_COMPITO ASSEGNATO_: Riformula tutte le righe dei record che seguono come un elenco numerato, tralasciando le righe vuote.

_RECORD DEL DATASET_:
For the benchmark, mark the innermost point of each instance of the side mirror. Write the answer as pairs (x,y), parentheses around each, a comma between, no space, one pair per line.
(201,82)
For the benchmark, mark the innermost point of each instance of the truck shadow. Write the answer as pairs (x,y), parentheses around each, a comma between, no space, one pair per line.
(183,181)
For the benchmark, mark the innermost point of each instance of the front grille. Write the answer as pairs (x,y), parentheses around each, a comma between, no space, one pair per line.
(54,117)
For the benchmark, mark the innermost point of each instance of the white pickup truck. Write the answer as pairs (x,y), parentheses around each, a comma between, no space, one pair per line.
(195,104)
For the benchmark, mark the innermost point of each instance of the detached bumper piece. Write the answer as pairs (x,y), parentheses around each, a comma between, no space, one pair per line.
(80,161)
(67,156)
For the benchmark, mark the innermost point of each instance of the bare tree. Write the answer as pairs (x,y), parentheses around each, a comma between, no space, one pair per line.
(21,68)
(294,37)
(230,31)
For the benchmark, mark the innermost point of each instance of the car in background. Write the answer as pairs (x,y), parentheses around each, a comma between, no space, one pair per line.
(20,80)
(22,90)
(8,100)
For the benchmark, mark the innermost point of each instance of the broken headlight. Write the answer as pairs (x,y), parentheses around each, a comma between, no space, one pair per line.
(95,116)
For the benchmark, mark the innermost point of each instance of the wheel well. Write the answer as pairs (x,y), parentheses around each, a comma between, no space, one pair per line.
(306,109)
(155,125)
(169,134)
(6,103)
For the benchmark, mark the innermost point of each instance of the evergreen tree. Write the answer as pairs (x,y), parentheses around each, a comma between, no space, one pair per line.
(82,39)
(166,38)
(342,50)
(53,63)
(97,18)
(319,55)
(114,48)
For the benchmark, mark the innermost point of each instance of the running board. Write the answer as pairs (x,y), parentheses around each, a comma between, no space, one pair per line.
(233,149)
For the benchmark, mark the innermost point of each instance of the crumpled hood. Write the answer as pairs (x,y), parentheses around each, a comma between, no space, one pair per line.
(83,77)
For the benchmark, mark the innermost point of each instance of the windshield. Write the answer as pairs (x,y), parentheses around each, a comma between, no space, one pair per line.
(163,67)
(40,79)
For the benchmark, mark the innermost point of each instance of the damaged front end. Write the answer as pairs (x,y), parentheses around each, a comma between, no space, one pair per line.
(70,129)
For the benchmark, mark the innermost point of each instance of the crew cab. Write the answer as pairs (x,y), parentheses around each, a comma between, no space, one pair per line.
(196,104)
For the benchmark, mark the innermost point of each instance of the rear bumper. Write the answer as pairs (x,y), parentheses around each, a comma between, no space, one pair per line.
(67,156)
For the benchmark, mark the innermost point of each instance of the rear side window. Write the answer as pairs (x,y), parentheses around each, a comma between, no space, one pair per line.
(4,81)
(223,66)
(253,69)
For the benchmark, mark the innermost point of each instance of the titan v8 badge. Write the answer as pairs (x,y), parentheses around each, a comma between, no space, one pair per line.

_RISULTATO DEL COMPITO_:
1. For the benchmark, mark the innermost point of each instance of the side mirror. Write the answer as pairs (x,y), parentheses around each, a comma between, no space, one pair per line.
2. (201,82)
3. For the benchmark, mark the innermost point of each instance of the truck shadow. Write the answer as pairs (x,y), parentheses around each, a comma between, no space, one pair per line.
4. (183,181)
5. For the benchmark, mark the innermost point of each instance of the front grille. Write the answer as pairs (x,y), parentheses around each, a comma between, no space, one pair per line.
6. (54,117)
7. For the benchmark, mark the innermost point of each instance of the white pickup truck. Write the answer as pairs (x,y), parentheses around each, a comma between, no space, one pair per line.
8. (195,104)
9. For the benchmark, mark the innermost point of each instance of the detached bumper piece. Write the answer as pairs (x,y), parentheses around each, a comma between, no space, one pair per line.
10. (80,161)
11. (67,156)
12. For the benchmark, mark the innermost point of each instance of the bare tree. Write the answer as pairs (x,y), parentheses around each, a comma between, no space, one pair per line.
13. (21,68)
14. (294,37)
15. (230,31)
16. For the benchmark, mark the innermost point of each instance of the car in background. Write the answer as pairs (x,y), parentheses around each, a comma between, no space, one pair per line.
17. (20,80)
18. (22,90)
19. (8,100)
20. For the benchmark, mark the innermost point of each instance of the broken headlight. Write the answer as pairs (x,y), parentheses around each, a comma between, no space, one pair per line.
21. (95,116)
22. For the benchmark, mark the innermost point of each instance of the wheel well. Write the answer as pairs (x,y), parentheses around each, a comma between, no space, one pair per line.
23. (306,109)
24. (155,125)
25. (169,134)
26. (6,103)
27. For the benchmark, mark the innermost point of each instance of the evergreen tree. Write the answer as pairs (x,y), parentheses around each, a comma between, no space, one pair per line.
28. (82,39)
29. (166,38)
30. (342,50)
31. (53,63)
32. (97,18)
33. (319,55)
34. (114,48)
35. For the benchmark, mark the innermost point of each instance of the running board. Write the answer as pairs (x,y), parentheses around each, a comma between, no space, one pair per line.
36. (233,149)
37. For the benchmark, mark the innermost point of each instance of the crumpled hood. Write the answer as pairs (x,y), parentheses around each, a comma between, no space, one pair per line.
38. (83,77)
39. For the benchmark, mark the innermost point of each instance of the windshield. Write the answer as pairs (x,y), parentheses around each, a comma between, no space, one pair per line.
40. (163,67)
41. (40,79)
42. For the benchmark, mark the innermost point of each instance of the damaged front end. Write the answer as pairs (x,y), parentheses around each, a comma between, no space, one pair per line.
43. (70,129)
44. For the benchmark, mark the innermost point of each instance of the crew cab. Write the answer as pairs (x,y), parentheses around each, a comma between, no space, one pair per line.
45. (196,104)
46. For the benchmark, mark the innermost point of each instance of the rear bumper. Write the answer as pairs (x,y), parentheses around each, a comma between, no space, one pair per line.
47. (67,156)
48. For the benchmark, mark the innermost point of each instance of the rear side window. Write the answer as pairs (x,y), parentheses around each, a comma between, no space, one pair per line.
49. (4,81)
50. (223,66)
51. (253,69)
52. For the benchmark, mark the innermost point of each instance of the titan v8 badge. Write the answer as pairs (x,y), parentheses around each, a comma between, no space, one pair per line.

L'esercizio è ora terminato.